THE RECORDS

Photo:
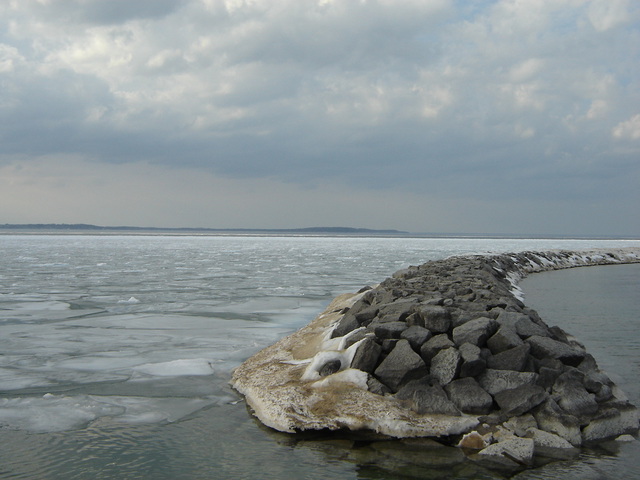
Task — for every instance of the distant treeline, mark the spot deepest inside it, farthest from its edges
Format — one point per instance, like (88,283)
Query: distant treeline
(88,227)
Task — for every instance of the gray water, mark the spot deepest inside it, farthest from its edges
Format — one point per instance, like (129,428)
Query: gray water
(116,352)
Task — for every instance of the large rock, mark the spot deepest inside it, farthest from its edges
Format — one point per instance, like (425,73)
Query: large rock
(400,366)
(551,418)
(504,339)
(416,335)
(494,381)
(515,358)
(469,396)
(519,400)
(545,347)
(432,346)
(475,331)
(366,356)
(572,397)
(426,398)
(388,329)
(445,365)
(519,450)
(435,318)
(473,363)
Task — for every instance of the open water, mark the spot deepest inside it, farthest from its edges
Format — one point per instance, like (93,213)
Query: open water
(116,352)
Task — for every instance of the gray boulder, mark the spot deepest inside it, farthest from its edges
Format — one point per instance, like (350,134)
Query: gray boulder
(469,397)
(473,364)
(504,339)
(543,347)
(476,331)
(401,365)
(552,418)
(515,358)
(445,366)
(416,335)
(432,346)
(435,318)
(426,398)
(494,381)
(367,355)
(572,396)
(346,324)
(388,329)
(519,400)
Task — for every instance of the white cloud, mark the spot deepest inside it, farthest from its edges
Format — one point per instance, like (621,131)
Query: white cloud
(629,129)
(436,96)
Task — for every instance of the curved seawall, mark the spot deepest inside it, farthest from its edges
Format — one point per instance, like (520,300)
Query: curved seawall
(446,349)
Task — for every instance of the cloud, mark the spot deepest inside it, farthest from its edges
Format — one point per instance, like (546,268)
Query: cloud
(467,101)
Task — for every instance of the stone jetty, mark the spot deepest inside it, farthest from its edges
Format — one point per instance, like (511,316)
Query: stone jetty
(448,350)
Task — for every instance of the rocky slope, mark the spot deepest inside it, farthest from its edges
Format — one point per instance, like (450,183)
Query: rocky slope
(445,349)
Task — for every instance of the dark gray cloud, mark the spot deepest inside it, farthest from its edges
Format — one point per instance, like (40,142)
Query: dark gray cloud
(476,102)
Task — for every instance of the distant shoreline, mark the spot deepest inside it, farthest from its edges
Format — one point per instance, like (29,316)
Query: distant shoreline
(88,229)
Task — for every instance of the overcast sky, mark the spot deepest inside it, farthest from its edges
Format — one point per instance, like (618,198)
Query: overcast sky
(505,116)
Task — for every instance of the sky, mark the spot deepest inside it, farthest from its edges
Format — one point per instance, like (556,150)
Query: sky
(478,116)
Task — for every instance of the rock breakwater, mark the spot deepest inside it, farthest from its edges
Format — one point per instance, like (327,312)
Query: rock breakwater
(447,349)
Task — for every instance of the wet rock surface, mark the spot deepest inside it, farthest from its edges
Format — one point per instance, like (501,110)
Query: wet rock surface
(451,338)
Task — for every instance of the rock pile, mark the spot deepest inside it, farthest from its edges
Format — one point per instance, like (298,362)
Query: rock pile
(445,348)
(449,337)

WORK TASK
Repeat exactly, and only, the lines from the one containing "Task — for every instance of the rock pile, mark" through the end of the material.

FINAL ANSWER
Task — for every instance of the rock pile, mark the spot deepest inside it, farthest from its edges
Format — one point per instance, like (298,362)
Query: rock pile
(445,348)
(449,337)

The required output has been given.